Nothing in there is technically challenging, it is far more the timing to make sure all comes together. The secret to that is knowing what is the one thing that cannot stand or be kept warm, then use that as the datum point for everything else.

In our case it is the roast potatoes, any delay in serving those is technically a war crime.

We had one of those recently… I mention it because I knew I had seen that image before…

Although that one was pretty short, see also this and this!

Or we could just build the once and done Ramen Omnibus thread. :ramen:

(you didn’t know we had a ramen emoji, did you?)

:+1: I never even noticed the emojis!

Moussaka.

Not complicated necessarily…or maybe it was. All I know is that if I recall, it took every bit of the afternoon and used about 2 million pots and bowls.

Freaking turned out delicious, though.

If it don’t have okra,… It ain’t gumbo.

it sounded great until you lost me here …my opinion of rutabaga is a hill I shall die on

Holy F*** how long did that take to make and eat? id admit id love to do something like that before I plotz for good

was that any good? i remember that a few years ago that type of “cooking” was a thing but it never looked like it tasted like anything

if they ever make a reliable way to ship cooked food l would pay you to make this for me lol

that would be the world’s greatest dopefest we could ever have lol

3 days to make, 3 leisurely hours to eat.

Oh, no, it tastes amazing. Spherification results in little taste explosions. It’s some PT, but I’ve totally incorporated it into my arsenal now.

C’mon, mashed rutabaga (or Swedes, as the Brit side of my family called it for some reason) is freakin’ delicious. It’s a holiday side dish tradition in our family.

Adding a generous amount of butter to the mash does help, though :wink:

I’m with you — rutabaga is awesome. I don’t make nearly enough of it, but it’s among my favorite root vegetables. Though kohlrabi for me might just beat it out. (I don’t mash that, though — soup, creamed, or stuffed usually.)

Our mashed potatoes are usually a mix of potatoes, rutabagas, and riced cauliflower.

----------

TASKS AND EXERCISES.
[1] Quote the cooking thread word for word, starting with "(you didn’t know" and going on through "out delicious, though.".
[2] Continue the cooking thread after its last post, about the mix in the mashed potatoes.
The material after this point has no role in any task.

MATERIAL.
----------

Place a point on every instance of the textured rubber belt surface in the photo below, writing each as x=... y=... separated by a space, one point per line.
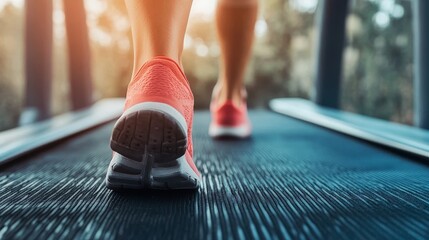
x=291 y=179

----------

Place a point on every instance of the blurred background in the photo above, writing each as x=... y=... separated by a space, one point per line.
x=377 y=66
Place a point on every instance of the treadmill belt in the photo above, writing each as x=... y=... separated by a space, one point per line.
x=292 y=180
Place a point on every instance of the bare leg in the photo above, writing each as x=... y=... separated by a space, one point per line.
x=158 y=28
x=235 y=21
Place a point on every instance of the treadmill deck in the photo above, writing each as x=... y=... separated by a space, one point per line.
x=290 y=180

----------

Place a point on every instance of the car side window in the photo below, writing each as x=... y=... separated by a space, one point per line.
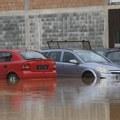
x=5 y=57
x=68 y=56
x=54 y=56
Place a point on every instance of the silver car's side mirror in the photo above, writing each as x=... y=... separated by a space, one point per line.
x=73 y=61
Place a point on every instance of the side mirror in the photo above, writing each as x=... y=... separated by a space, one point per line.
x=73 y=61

----------

THE ANSWERS.
[1]
(you didn’t know we had a ramen emoji, did you?)

:+1: I never even noticed the emojis!

Moussaka.

Not complicated necessarily…or maybe it was. All I know is that if I recall, it took every bit of the afternoon and used about 2 million pots and bowls.

Freaking turned out delicious, though.

[2]
Never had kohlrabi, I will have to fix that!

Sounds good. That mix reminds me of something I’ve been meaning to try making-- I saw a recipe for authentic U.P. pasties that involves grating potato and rutabaga, and pan-frying with beef and onion before wrapping in dough shells and baking.

The most complicated dishes I’ve made are usually some kind of stuffed pasta. I’ve made tortellini and I’ve made agnolotti. The agnolotti was fabulous, but it involved making a stuffing of roast pork, chicken, spinach and cheese the day before, and then rolling out fresh pasta dough and stuffing several dozen little dumplings. Then boiling them before saucing them with brown butter, fresh sage leaves and parmigiano.

They were eaten with great gusto, and Mr. brown was especially complimentary. Then, about three months later, I was reminiscing:

Me: Remember those yummy agnolotti I made? Those sure were good.

Him: No . . .? When did you do that?

So I’m not going to do those again.

Sounds like Mr. brown needs some ‘Husbanding 101’ retraining. That’s a ‘year one of marriage’ rookie mistake. The only answer to “remember when I made that yummy meal that we both enjoyed?” is “yes, I still dream about how delicious that meal was” :rofl:

Another enthusiastic vote for rutabaga.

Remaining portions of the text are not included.